Write out each record below, word for word.
** Extracted data follows **
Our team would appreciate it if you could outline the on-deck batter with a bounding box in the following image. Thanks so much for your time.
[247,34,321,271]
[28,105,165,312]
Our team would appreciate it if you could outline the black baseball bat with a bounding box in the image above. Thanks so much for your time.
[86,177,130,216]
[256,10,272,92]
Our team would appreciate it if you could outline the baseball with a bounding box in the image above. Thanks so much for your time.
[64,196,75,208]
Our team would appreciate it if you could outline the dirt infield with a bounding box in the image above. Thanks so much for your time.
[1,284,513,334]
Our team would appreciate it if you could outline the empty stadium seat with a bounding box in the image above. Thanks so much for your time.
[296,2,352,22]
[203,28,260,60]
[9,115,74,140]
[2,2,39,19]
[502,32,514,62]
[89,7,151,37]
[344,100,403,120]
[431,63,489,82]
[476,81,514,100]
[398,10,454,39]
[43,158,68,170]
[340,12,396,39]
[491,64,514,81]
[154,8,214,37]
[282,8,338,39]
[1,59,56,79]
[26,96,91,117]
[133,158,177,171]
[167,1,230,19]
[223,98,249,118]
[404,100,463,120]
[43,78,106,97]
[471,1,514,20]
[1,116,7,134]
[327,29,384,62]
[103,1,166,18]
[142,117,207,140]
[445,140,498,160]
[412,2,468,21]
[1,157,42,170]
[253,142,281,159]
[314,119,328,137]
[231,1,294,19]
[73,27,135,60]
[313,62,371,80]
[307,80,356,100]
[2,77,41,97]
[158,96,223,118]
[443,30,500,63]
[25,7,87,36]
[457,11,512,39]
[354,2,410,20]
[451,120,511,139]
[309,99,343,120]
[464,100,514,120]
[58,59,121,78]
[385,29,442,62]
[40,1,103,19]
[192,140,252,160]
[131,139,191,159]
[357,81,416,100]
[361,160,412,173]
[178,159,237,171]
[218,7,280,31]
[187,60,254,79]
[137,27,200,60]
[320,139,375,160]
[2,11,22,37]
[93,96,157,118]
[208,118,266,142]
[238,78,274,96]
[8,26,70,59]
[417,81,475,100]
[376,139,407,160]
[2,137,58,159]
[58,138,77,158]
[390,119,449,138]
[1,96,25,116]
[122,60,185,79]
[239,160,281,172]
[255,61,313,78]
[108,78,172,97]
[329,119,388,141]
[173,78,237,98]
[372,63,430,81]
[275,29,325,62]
** End of Extracted data **
Finished task >>
Our team would appreciate it if you could outline the on-deck batter with a bounding box in the following image. Thanks so much for your time.
[247,34,321,271]
[28,105,165,312]
Our team would appreciate it if you could outline the black baseball bat with a bounding box in the image above. Thanks so much for your time.
[86,177,130,216]
[256,10,272,92]
Our team would appreciate it if you could outline the baseball with a bounding box in the image above. Thanks so much for your time.
[64,196,75,208]
Our team would appreciate it if you could outline the dirt infield with a bounding box in the image above. Thanks so much for your time.
[1,284,513,334]
Our team would appreciate it if you could outline the empty stadium seat with a bounding box in the image above. Thanks so much for your time.
[296,2,352,22]
[203,28,260,60]
[9,115,74,140]
[2,2,39,19]
[502,32,514,62]
[89,7,151,37]
[344,100,403,120]
[431,63,489,82]
[476,81,514,100]
[398,10,454,39]
[43,158,68,170]
[340,12,396,39]
[491,64,514,81]
[154,8,214,37]
[282,8,338,39]
[1,59,56,79]
[26,96,91,117]
[133,158,177,171]
[167,1,230,19]
[223,98,249,118]
[404,100,463,120]
[43,78,106,97]
[471,1,514,20]
[1,116,7,134]
[327,29,384,62]
[103,1,166,18]
[142,117,207,140]
[445,140,498,160]
[412,2,468,21]
[1,157,42,170]
[253,142,281,159]
[314,119,328,137]
[231,1,294,19]
[73,27,135,60]
[313,62,371,80]
[307,80,356,100]
[2,77,41,97]
[158,96,223,118]
[443,30,500,63]
[25,7,87,36]
[457,11,512,39]
[354,2,410,20]
[451,120,511,139]
[309,99,343,120]
[464,100,514,120]
[58,59,121,78]
[385,29,442,62]
[40,1,103,19]
[192,140,252,160]
[131,139,191,159]
[357,81,416,100]
[361,160,412,173]
[178,159,237,171]
[218,7,280,31]
[187,60,254,79]
[137,27,200,60]
[320,139,375,160]
[2,11,22,37]
[93,96,157,118]
[208,118,266,142]
[238,78,274,96]
[8,26,70,59]
[417,81,475,100]
[376,139,407,160]
[2,137,58,159]
[58,138,77,158]
[390,119,449,138]
[1,96,25,116]
[122,60,185,79]
[239,160,281,172]
[255,61,313,78]
[108,78,172,97]
[329,119,388,141]
[173,78,237,98]
[372,63,430,81]
[275,29,325,62]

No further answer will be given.